··· PROVIDED DATA

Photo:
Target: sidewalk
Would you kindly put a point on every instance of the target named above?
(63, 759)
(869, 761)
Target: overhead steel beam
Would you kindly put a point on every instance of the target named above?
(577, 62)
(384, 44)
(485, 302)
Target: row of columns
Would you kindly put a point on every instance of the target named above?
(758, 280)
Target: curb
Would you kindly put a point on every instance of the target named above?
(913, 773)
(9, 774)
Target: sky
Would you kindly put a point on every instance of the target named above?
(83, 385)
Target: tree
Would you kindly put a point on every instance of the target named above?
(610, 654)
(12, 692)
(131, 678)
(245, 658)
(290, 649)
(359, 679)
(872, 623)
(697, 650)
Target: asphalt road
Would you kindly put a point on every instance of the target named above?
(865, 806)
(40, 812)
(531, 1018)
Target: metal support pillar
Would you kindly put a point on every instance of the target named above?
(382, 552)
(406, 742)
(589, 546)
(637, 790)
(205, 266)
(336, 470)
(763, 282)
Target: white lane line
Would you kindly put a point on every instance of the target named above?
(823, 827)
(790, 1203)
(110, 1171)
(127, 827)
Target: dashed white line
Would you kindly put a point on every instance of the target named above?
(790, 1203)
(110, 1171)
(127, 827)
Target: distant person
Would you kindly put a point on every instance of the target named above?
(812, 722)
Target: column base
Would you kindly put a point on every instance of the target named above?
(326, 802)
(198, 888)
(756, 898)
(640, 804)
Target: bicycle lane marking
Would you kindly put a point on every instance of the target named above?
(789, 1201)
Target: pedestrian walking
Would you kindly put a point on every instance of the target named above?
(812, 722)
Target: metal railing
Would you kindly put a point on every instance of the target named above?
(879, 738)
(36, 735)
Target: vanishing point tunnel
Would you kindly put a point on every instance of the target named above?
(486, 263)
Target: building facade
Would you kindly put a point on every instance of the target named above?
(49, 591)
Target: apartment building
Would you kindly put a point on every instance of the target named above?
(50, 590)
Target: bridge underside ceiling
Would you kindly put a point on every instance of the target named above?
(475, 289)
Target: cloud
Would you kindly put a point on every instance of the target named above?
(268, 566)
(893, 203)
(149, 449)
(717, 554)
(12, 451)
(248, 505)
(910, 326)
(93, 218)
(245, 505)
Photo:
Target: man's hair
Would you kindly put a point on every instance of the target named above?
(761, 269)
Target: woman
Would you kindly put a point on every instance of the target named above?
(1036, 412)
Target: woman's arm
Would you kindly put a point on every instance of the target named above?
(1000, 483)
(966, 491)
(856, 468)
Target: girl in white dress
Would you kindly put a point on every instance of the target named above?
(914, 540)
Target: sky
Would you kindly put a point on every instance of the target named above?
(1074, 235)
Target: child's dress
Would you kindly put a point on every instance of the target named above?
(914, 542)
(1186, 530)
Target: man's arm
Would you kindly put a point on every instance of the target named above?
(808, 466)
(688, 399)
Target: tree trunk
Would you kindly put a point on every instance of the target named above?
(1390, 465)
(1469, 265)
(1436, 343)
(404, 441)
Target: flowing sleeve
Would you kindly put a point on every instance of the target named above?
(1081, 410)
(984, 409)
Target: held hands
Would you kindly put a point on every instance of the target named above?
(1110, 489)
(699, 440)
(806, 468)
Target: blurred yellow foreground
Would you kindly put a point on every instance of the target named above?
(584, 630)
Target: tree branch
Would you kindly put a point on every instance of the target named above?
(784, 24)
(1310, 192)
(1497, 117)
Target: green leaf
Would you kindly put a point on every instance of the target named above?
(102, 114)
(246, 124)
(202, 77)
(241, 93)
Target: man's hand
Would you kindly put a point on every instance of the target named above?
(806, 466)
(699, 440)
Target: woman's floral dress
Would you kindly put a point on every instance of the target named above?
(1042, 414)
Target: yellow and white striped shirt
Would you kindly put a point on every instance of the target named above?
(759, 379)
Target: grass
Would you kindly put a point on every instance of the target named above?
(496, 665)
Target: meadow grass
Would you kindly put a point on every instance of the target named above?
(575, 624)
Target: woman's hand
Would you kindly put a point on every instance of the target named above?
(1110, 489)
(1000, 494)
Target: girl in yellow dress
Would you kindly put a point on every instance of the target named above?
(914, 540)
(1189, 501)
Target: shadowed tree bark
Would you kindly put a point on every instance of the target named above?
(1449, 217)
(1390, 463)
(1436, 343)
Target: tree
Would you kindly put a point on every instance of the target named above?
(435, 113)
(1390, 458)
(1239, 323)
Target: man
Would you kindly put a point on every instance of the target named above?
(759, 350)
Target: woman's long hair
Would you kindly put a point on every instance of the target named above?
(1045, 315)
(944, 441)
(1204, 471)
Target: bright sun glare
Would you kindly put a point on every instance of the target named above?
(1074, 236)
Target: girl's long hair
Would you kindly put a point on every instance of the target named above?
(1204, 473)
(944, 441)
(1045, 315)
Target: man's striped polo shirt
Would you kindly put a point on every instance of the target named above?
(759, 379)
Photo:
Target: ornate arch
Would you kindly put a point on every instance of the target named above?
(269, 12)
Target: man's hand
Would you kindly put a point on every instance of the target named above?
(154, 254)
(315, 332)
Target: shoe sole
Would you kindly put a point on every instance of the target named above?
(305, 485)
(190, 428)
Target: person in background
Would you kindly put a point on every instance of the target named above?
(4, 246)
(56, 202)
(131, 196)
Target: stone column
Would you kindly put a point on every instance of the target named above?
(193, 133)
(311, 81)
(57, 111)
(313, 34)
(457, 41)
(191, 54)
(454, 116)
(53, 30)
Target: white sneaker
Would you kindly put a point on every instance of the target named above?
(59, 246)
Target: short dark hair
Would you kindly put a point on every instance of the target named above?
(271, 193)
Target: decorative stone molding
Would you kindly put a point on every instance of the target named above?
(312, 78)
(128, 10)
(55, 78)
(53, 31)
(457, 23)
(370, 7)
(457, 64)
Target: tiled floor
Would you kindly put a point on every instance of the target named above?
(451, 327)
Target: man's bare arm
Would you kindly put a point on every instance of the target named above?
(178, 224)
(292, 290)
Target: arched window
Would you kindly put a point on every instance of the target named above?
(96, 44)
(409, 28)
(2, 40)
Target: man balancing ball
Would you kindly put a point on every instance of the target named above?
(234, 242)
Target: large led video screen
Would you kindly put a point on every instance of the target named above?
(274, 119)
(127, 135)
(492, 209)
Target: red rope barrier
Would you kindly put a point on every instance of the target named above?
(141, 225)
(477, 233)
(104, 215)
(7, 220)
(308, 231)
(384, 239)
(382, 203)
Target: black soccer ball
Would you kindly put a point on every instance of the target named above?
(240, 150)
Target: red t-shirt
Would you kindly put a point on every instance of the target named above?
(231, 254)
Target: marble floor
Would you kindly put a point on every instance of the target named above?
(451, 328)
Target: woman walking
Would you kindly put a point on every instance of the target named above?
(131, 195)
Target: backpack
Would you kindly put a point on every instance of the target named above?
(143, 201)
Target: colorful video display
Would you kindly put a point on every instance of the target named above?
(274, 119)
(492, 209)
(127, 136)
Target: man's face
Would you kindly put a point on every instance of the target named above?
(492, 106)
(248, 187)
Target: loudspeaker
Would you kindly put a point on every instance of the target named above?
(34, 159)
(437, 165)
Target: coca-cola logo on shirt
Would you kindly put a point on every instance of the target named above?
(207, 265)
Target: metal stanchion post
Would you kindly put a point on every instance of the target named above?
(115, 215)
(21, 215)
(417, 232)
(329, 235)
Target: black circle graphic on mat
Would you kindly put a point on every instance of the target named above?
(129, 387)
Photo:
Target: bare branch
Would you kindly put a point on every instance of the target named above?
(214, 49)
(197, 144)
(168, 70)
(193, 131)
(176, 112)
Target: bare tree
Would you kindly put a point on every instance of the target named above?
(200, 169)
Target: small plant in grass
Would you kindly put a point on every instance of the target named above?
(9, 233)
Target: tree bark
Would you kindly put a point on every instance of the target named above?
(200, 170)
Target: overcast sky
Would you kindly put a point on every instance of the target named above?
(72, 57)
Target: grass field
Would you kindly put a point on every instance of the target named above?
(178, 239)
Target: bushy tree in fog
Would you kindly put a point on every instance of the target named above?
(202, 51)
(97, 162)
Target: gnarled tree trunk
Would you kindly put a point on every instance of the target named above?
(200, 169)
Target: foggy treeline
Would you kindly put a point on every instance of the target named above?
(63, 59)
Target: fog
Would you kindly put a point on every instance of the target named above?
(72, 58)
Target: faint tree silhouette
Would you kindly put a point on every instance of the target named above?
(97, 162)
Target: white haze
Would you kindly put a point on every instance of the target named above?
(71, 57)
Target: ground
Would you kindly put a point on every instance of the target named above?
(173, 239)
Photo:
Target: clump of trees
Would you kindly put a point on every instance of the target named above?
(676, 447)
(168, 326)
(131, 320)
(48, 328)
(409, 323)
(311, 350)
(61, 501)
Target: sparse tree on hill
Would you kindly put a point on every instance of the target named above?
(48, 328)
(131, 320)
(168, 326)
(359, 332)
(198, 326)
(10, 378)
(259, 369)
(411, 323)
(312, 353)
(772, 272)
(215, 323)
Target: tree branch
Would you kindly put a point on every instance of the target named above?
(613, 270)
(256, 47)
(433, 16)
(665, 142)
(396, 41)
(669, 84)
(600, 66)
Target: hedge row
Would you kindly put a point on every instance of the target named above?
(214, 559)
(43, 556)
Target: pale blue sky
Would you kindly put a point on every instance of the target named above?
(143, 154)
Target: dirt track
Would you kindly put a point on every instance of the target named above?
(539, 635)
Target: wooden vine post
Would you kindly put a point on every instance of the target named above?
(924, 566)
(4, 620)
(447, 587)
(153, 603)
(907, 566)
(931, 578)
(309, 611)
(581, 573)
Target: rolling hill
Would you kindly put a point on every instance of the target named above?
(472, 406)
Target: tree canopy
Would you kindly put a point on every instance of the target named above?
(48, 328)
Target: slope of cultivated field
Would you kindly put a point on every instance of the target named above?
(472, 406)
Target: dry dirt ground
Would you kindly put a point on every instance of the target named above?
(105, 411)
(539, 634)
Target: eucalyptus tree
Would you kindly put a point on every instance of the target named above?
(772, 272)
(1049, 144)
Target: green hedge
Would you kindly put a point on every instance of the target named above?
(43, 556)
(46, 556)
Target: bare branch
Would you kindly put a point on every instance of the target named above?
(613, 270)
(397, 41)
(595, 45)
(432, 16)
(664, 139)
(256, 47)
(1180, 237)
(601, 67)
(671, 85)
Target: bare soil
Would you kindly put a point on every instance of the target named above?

······

### [OBJECTIVE]
Each line from the one with "Target: wooden vine post" through the last line of the records must be written out word for word. Include nothing else.

### [COMPLETE RESPONSE]
Target: wooden vine post
Would you kindly put a point on every instance of the target named above?
(924, 566)
(4, 620)
(447, 587)
(153, 603)
(907, 566)
(931, 578)
(309, 611)
(581, 573)
Target: rolling hill
Would you kindly put a point on every instance of the target named above?
(472, 406)
Target: tree canopy
Would you kindly put a point on every instance of the target named above?
(48, 328)
Target: slope of cultivated field
Would you kindly put a point on every instance of the target named above?
(472, 406)
Target: dry dirt ground
Would you kindly put a point on every instance of the target named above?
(105, 411)
(539, 634)
Target: eucalyptus tree
Would you kindly put a point on every instance of the target named above?
(772, 272)
(1049, 144)
Target: green hedge
Would you kindly put a point on every instance of the target named above?
(43, 556)
(46, 556)
Target: bare branch
Would you kindly put a point on every instance of the target named above?
(613, 270)
(397, 41)
(595, 45)
(432, 16)
(664, 139)
(256, 47)
(1180, 237)
(601, 67)
(671, 85)
Target: bare soil
Would you kindly put a point on every instance of the target named above?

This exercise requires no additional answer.